Dataset extract section start

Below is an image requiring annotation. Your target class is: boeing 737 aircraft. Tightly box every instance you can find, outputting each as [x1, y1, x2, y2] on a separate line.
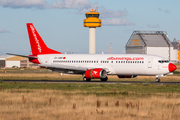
[7, 23, 177, 82]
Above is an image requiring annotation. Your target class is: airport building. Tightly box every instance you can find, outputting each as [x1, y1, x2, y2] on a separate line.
[125, 31, 179, 62]
[0, 56, 6, 68]
[0, 56, 38, 68]
[6, 56, 22, 68]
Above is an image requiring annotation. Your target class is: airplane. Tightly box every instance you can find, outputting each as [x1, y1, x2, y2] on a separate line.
[7, 23, 177, 82]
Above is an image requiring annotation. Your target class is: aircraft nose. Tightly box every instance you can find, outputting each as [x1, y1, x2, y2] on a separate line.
[168, 63, 177, 72]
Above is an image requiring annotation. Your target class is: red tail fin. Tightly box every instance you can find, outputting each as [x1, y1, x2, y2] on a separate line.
[27, 23, 61, 55]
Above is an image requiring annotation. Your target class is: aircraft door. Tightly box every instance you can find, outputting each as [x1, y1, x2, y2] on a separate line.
[147, 58, 153, 68]
[158, 64, 162, 70]
[45, 57, 49, 64]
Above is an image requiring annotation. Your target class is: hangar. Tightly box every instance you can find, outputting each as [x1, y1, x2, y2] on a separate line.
[125, 31, 179, 62]
[171, 38, 180, 62]
[1, 56, 38, 68]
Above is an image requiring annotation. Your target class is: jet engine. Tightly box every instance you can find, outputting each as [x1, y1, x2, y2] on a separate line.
[85, 68, 107, 79]
[117, 75, 137, 78]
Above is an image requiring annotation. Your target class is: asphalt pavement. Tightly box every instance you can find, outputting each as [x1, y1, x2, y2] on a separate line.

Dataset extract section end

■ **Problem to solve**
Nothing but the lines from the one containing "class is: hangar." through the last line of the listing should be output, each exactly as written.

■ **Written reply**
Above is an image requiring annotation. Your target class is: hangar. Tightly box every instance you can find, outputting each as [x1, y1, x2, y2] on a separate line.
[125, 31, 179, 62]
[171, 38, 180, 62]
[1, 56, 38, 68]
Above is an image requiring annotation. Your target class is: jet engine. Tightly box every instance you can find, outputting each as [x1, y1, x2, y2] on a separate line.
[85, 68, 107, 79]
[117, 75, 137, 78]
Above is an image requiring annotation. Your target class is: asphalt pavement. Tightly box every instance you can find, outputting each as [x1, y1, x2, y2] on a separate line.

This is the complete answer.